◆ Istruzioni esercizio:
a: Elenca tutti gli stati che il testo sul Super Tuesday 2020 assegna a Sanders, sia quelli già conquistati sia quelli previsti.
b: Prosegui il testo sul Super Tuesday 2020, partendo subito dopo la sua ultima frase.

◆ Testo citato:

_ _ _ _ _

Super Tuesday 2020: risultati, affluenza e chi ha vinto
Aggiornamento 4 marzo ore 17.00
Il Super Tuesday ha definitivamente dato corpo alla candidatura di Joe Biden a Presidente degli Stati Uniti per il Partito Democratico. L’ex vice di Obama ha battuto Bernie Sanders in 9 (Alabama, Arkansas, Massachussetts, Minnesota, Oklahoma, Tennessee, North Carolina e Virginia) dei 14 stati in cui si sono svolte le primarie del Super Martedì. Tra l’altro, Biden potrebbe superare il senatore del Vermont anche in Texas, che assegna più di 200 delegati, e nel Maine (mentre Sanders, come da pronostico, dovrebbe conquistare la California, che assegna oltre 400 delegati, che si aggiungerebbe a Colorado, Utah e Vermont). Secondo le previsioni, alla fine, Biden dovrebbe conquistare 650 delegati e Sanders 580 (sempre stando alle proiezioni il primo dovrebbe aver preso 5,3 milioni di voti, 4,9 milioni il secondo).

_ _ _ _ _

◆ Estratto dati:
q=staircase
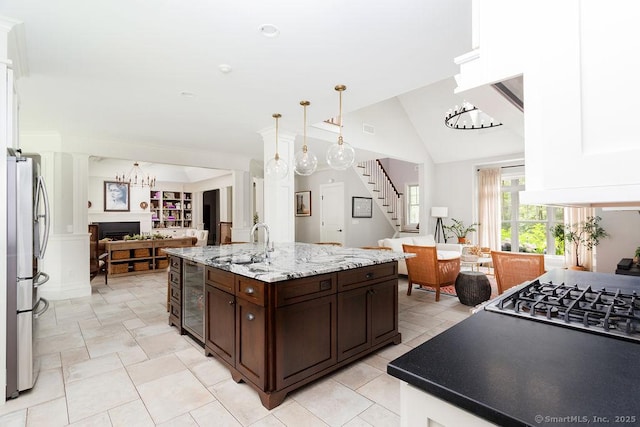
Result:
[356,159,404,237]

_ _ _ _ _

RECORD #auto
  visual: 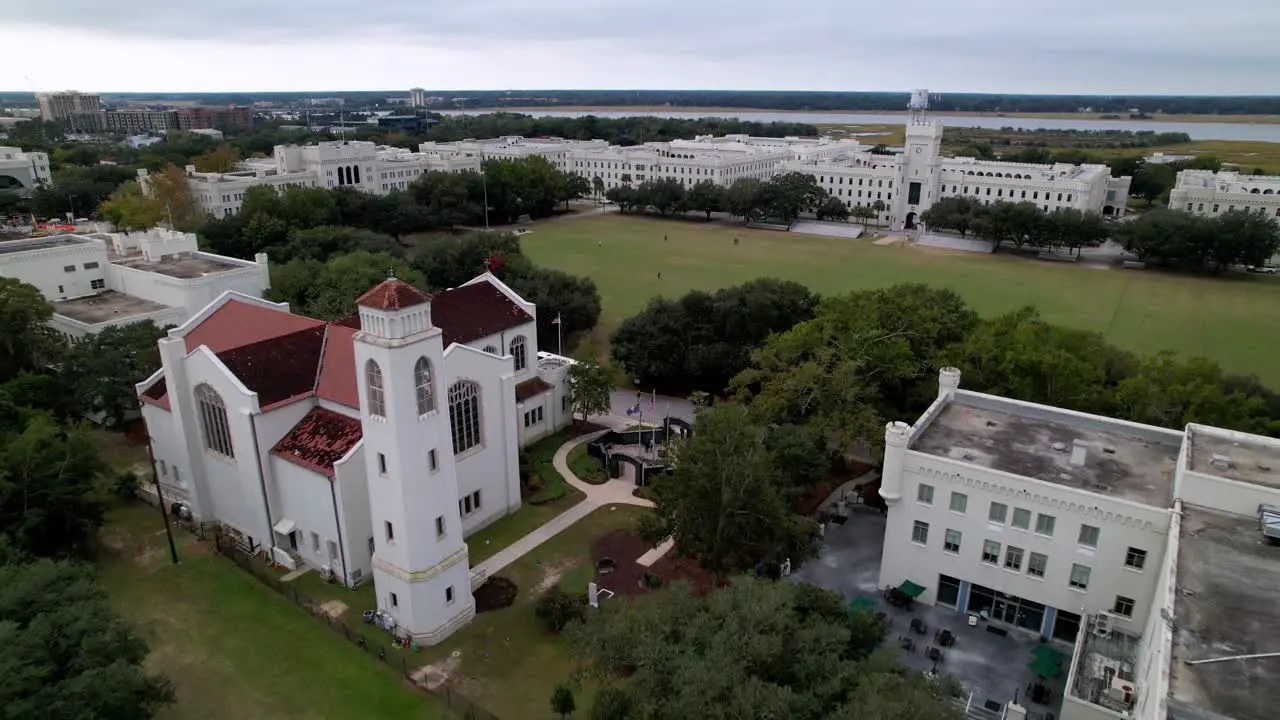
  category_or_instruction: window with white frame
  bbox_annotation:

_ _ _ _ _

◆ Soluzioni:
a: California, Colorado, Utah, Vermont

b:
Un successo quello di Biden che fino a una settimana fa nessuno si sarebbe aspettato: travolto Micheal Bloomberg – potrebbe aver vinto solo nelle Samoa americane, neanche uno stato solo un territorio non incorporato – che ha appena annunciato il ritiro e l’endorsement proprio a favore di Biden. Presto dovrebbe comunicare l’abbandono della corsa verso la nomination anche Elizabeth Warren che nel proprio stato, il Massachusetts, è arrivata terza.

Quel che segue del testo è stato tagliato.